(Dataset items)
****

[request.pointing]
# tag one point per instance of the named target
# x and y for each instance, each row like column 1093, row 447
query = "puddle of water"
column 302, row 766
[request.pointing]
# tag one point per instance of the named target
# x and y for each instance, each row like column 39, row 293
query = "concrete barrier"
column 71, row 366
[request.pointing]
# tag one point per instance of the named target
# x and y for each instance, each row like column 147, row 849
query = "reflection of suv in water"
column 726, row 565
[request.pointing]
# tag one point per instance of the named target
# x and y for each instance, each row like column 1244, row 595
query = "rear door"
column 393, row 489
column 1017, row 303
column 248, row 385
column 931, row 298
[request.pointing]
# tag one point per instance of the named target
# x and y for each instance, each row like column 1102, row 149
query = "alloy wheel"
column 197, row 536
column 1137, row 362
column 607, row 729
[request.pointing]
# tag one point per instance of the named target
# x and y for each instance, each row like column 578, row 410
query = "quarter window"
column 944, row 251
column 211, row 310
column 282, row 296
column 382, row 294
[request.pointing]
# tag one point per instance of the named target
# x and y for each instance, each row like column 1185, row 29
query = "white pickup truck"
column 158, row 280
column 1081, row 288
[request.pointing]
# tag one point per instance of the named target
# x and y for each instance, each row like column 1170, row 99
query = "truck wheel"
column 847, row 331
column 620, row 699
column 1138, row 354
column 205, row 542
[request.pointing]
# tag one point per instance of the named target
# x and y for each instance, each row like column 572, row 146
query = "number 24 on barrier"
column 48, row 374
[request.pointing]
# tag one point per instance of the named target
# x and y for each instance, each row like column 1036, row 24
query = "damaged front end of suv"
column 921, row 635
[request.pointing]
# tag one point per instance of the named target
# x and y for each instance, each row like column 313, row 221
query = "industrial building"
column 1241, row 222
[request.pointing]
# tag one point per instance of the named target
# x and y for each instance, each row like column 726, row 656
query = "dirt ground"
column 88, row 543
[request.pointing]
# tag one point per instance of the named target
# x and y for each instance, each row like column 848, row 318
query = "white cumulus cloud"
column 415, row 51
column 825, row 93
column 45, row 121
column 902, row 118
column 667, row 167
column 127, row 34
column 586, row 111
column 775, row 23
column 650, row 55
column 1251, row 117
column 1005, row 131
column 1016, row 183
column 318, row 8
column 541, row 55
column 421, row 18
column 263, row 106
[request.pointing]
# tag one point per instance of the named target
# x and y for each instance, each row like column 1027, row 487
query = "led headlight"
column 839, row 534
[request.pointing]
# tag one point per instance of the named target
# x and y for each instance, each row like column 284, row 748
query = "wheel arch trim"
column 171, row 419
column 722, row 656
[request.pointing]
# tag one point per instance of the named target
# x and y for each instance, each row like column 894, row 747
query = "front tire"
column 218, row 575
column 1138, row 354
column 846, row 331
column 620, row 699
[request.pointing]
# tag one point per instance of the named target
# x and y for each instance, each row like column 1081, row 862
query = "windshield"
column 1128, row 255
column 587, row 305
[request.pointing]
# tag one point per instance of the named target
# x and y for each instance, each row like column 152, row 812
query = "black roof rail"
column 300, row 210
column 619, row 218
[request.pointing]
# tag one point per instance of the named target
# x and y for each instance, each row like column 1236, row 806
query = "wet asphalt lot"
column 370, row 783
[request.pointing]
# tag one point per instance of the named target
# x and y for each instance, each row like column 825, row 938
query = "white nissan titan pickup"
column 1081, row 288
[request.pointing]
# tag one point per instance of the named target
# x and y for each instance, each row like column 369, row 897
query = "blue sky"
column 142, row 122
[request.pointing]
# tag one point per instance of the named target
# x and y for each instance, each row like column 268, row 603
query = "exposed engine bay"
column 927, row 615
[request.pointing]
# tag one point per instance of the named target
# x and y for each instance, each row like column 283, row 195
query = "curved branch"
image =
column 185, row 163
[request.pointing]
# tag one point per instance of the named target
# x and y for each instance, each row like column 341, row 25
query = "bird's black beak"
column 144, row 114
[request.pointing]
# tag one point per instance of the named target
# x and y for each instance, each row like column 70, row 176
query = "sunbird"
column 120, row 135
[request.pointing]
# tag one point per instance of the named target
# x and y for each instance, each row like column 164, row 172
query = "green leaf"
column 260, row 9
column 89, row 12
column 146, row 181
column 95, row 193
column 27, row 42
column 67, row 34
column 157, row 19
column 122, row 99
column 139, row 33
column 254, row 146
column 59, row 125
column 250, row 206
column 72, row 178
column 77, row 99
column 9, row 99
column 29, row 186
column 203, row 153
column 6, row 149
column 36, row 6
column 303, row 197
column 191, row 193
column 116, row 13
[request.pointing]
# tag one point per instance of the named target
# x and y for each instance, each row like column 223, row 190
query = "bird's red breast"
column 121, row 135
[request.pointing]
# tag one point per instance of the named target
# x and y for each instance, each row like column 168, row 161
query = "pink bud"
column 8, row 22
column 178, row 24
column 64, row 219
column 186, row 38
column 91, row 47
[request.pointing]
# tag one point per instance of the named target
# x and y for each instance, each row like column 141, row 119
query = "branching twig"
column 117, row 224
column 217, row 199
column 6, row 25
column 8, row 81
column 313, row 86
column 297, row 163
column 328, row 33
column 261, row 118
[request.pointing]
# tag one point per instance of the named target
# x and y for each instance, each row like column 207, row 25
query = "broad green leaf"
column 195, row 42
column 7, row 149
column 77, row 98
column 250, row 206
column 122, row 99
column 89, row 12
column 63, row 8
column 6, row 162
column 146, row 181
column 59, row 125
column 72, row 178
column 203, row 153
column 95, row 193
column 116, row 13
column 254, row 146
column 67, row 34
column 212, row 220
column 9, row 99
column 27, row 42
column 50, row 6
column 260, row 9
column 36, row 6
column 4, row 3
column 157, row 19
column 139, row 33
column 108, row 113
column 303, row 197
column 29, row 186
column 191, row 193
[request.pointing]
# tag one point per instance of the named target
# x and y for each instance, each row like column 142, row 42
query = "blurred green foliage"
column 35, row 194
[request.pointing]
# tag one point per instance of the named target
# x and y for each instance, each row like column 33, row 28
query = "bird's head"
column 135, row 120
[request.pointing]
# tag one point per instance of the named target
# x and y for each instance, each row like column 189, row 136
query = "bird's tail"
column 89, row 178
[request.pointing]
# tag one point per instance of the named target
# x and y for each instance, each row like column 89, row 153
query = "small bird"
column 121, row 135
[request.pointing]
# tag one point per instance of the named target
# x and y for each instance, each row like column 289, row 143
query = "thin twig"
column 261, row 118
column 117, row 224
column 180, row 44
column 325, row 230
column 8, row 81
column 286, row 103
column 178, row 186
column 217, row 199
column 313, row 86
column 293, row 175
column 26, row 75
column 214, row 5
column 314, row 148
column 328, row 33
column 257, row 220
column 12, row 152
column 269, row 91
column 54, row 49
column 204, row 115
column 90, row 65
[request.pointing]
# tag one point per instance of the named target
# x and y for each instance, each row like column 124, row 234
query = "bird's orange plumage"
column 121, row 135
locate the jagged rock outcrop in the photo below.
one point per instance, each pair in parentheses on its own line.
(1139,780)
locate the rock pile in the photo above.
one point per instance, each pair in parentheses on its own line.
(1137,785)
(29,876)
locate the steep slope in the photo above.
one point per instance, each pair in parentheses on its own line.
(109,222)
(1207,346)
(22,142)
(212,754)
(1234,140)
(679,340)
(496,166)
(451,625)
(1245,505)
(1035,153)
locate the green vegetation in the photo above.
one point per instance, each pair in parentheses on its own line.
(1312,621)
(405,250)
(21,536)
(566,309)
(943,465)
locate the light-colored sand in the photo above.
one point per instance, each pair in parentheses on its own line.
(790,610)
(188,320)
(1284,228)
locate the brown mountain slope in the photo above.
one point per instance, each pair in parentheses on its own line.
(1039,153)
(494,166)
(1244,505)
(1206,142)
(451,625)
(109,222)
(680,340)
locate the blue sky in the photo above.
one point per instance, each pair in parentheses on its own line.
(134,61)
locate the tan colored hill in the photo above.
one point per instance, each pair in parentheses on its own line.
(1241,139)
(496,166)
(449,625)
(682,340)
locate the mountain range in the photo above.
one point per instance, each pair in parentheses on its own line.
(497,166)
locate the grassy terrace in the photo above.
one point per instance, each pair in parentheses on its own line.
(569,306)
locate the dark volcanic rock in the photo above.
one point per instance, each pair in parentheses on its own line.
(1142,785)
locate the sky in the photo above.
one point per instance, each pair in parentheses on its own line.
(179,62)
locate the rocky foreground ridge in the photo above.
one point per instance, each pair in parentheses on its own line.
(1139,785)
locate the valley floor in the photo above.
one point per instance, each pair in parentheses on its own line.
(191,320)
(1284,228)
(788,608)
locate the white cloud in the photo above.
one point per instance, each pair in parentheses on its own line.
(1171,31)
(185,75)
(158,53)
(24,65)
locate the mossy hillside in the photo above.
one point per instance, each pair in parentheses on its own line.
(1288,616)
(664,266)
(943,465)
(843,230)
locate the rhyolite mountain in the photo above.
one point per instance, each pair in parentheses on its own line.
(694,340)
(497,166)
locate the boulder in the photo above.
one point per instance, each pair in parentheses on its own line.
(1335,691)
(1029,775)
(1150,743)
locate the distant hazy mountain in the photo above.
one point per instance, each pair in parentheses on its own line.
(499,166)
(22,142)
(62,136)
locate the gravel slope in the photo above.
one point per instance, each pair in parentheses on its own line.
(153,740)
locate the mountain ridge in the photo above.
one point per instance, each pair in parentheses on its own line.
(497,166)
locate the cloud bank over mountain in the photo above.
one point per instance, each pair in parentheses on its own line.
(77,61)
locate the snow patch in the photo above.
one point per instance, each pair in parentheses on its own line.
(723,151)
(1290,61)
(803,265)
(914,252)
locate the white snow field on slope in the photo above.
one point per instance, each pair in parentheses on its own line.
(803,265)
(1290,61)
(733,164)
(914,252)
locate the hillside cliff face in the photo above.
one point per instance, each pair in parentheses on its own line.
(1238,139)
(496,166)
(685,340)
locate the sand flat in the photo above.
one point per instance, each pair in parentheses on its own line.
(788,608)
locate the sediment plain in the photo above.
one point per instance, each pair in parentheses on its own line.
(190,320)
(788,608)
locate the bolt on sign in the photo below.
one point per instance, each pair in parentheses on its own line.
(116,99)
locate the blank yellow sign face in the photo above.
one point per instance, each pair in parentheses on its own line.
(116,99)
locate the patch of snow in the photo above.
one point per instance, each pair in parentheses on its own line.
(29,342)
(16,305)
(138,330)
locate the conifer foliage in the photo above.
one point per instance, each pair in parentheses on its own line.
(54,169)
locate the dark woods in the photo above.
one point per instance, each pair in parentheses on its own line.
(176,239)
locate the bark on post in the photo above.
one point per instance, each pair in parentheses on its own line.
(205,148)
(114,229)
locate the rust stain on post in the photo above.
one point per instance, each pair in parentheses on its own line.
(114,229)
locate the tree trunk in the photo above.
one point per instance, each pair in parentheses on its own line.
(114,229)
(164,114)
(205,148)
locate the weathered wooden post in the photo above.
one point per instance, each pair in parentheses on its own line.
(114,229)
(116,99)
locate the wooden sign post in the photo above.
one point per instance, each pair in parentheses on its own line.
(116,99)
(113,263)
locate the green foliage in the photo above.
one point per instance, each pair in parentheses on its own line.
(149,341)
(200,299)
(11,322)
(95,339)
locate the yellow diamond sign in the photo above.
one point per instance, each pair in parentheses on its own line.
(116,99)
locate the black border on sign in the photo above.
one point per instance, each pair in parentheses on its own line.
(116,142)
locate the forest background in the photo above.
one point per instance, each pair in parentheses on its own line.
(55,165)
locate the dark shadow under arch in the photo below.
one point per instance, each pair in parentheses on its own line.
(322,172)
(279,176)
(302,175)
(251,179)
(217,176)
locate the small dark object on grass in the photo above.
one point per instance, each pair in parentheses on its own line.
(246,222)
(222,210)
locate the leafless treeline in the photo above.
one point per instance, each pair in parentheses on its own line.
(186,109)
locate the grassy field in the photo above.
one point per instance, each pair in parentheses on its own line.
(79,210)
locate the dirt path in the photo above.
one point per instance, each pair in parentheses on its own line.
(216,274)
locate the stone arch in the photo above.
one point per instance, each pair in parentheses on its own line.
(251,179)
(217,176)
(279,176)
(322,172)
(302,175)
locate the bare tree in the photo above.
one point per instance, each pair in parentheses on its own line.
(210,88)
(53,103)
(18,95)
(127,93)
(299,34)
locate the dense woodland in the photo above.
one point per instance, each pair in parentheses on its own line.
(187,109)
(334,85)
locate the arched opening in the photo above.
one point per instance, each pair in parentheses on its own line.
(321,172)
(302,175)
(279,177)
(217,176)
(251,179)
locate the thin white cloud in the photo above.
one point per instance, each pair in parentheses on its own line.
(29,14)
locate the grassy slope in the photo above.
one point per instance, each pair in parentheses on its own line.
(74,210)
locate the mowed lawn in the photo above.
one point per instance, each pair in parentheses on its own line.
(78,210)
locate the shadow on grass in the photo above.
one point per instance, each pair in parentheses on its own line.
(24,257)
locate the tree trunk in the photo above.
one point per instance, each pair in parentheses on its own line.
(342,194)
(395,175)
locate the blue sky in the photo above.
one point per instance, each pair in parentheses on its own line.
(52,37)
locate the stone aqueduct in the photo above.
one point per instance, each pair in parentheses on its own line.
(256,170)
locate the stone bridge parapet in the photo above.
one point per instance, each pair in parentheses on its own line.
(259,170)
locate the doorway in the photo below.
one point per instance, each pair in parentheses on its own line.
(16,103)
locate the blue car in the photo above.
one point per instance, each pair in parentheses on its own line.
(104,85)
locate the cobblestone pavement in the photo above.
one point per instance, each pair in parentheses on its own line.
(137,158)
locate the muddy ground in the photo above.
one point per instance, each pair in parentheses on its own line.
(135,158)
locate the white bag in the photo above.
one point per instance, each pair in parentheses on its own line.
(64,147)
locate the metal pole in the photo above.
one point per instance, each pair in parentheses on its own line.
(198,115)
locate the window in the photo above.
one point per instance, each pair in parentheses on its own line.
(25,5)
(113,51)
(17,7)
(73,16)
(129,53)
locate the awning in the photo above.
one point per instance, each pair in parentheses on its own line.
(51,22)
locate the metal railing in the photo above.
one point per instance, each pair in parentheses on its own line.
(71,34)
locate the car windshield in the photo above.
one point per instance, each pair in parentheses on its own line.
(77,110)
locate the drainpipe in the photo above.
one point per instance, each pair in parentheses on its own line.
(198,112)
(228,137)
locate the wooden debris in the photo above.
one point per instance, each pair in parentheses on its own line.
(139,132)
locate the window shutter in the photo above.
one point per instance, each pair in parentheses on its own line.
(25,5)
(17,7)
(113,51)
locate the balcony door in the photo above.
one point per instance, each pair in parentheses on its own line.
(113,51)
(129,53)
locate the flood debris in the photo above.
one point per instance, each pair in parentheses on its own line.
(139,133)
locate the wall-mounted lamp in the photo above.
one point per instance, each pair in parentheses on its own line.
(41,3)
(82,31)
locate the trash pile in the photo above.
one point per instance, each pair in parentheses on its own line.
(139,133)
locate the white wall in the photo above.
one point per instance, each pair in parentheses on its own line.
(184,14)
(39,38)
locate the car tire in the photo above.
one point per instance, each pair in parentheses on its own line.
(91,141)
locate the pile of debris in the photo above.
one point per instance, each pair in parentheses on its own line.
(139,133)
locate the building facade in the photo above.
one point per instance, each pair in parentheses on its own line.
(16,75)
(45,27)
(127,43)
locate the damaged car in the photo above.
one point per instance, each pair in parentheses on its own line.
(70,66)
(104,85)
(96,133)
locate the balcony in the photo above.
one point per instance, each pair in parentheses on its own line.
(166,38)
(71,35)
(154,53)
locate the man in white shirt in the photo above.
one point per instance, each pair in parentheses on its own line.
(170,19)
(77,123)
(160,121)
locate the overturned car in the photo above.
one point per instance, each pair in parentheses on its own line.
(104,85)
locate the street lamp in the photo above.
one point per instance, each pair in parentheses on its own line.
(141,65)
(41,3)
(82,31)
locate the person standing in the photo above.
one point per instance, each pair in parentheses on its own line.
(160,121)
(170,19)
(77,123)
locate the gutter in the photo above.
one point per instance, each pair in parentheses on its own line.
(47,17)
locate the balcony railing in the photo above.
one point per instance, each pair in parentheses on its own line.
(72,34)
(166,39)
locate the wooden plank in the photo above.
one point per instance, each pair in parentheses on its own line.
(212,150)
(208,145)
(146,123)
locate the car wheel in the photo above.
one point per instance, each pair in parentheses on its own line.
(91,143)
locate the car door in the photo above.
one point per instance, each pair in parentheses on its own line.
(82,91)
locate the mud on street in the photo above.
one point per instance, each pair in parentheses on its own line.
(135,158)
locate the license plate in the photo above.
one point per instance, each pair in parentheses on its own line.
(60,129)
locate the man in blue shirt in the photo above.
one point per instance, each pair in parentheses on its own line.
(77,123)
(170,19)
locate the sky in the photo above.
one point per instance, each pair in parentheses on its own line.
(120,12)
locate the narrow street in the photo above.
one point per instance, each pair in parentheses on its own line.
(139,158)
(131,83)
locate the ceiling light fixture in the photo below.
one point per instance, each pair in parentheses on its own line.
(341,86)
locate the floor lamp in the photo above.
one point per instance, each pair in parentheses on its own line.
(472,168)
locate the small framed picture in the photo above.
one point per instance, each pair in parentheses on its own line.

****

▸ Requirement
Rewrite the lines from the beginning through the line containing "column 382, row 294", switching "tag" to "mark" and leaving everything else as it is.

▸ Output
[request.pointing]
# mark one point per instance of the named target
# x and y for each instance, each row like column 1093, row 447
query = "puddle of water"
column 302, row 766
[request.pointing]
# mark one point per instance of the named target
# x and y for each instance, each row like column 39, row 293
query = "concrete barrier"
column 71, row 366
[request.pointing]
# mark one point per instance of the named target
# x and y for each instance, each row like column 147, row 849
query = "reflection of suv in water"
column 726, row 565
[request.pointing]
# mark one point per instance of the named target
# x and y for each instance, each row like column 1244, row 595
query = "rear door"
column 393, row 489
column 1017, row 303
column 248, row 385
column 931, row 298
[request.pointing]
# mark one point per instance of the named target
# x and y for each instance, each row like column 1102, row 149
query = "alloy wheel"
column 197, row 536
column 1137, row 362
column 607, row 729
[request.pointing]
# mark one point per instance of the named target
# x and y for each instance, each row like column 578, row 410
query = "quarter window"
column 944, row 251
column 211, row 310
column 282, row 296
column 382, row 294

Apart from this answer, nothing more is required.